_Your goal_
Update all of the entries below by substituting "with no space following it" for every occurrence of "no space after it" and leaving everything else unchanged. Omit the pictures from your answer.

[Image location labeling entries]
***

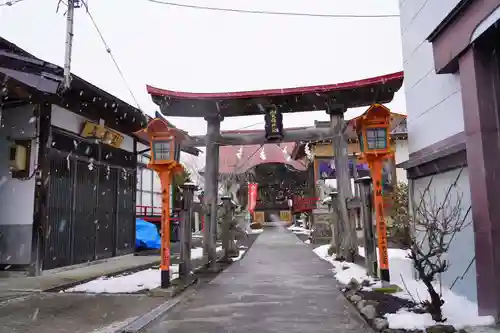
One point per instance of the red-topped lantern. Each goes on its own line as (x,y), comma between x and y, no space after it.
(373,132)
(165,152)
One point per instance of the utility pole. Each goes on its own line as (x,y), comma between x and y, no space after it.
(70,21)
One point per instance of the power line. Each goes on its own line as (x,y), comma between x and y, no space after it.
(268,12)
(10,3)
(108,50)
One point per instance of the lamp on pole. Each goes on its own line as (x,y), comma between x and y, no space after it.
(165,154)
(373,133)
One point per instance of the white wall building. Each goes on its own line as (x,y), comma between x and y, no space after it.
(451,106)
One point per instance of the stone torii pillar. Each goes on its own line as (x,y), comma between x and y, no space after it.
(348,241)
(211,197)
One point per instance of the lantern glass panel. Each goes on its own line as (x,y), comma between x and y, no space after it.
(376,138)
(361,142)
(161,150)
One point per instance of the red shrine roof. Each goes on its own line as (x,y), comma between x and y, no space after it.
(379,89)
(240,159)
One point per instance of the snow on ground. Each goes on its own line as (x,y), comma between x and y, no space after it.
(112,328)
(459,311)
(299,230)
(345,271)
(242,252)
(143,280)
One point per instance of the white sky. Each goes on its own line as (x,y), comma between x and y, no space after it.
(205,51)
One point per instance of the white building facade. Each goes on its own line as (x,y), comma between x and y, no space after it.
(451,69)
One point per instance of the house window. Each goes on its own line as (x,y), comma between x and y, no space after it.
(376,138)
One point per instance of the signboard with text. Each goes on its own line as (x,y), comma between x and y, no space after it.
(252,196)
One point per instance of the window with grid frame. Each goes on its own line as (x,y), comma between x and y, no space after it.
(161,150)
(376,138)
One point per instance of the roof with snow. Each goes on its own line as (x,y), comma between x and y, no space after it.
(27,79)
(352,94)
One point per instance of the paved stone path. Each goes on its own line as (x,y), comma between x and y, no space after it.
(279,286)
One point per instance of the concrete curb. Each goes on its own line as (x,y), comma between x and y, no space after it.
(139,324)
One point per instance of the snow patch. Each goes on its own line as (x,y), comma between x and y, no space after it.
(299,230)
(132,283)
(459,311)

***

_The answer_
One point per instance of the red-topped lantern. Each goes on its own line as (x,y), comma between x and y, with no space following it.
(373,132)
(165,152)
One point per instance of the utility pole. Each goes on its own line as (x,y), comma between x and y, with no space following it.
(70,21)
One point per instance of the power line. Each goes on its own line as (x,y), comma between x and y, with no space following it.
(268,12)
(10,3)
(108,50)
One point per instance of the lamp on pole. Each goes on its own line as (x,y), comma between x and y, with no space following it.
(165,154)
(373,133)
One point per instance of the white wall building. Each goes on its own line as (x,y), comma between x and y, with no space following it.
(451,106)
One point per instance of the stone torii pillar. Each goes on its own line as (x,y), comma between x and y, with no space following it.
(348,241)
(211,197)
One point per instance of the lantern glass panel. Each goes on its own line as (x,y), comma between x and y, with no space following it.
(376,138)
(361,142)
(161,150)
One point per instance of the red shrine roof. Each goes on its own line as (x,y), comma between x and y, with no space following it.
(379,89)
(240,159)
One point per instance of the snow on ground. Each goes on its own line as (x,y), comma between x and y, with no space following it.
(112,328)
(459,311)
(299,230)
(345,271)
(242,252)
(143,280)
One point per instance of the white sky. Each goes on its own line as (x,y), comma between x and y, with no space following it.
(205,51)
One point per instance of the white building facade. Each goes on its own line as (x,y), comma between x and y, with no space following it.
(451,69)
One point per instance of the house window. Each goes on its own line as (x,y), comma between x and y, with no space following it.
(376,138)
One point per instance of the signboard with text. Each goes on its own line as (x,y), comma between x and y, with no space following it.
(252,196)
One point per instance of the window with grid frame. Each goes on its own line as (x,y), comma between x and y, with no space following it.
(161,150)
(376,138)
One point per instance of the roof with snow. Each goes on its own line as (x,y), comma between x and y, with no space following it.
(27,79)
(352,94)
One point per instance of the paved stone path. Each goes on its own line as (x,y), comma between x and y, with no space following it.
(279,286)
One point per instance of the concrete curb. Each goes on its own line as (x,y), comma between x and y, with no space following it.
(139,324)
One point per instance of the snow patch. Each goes on its own line as (x,y), comma between x and y, with no space following it.
(299,230)
(132,283)
(459,311)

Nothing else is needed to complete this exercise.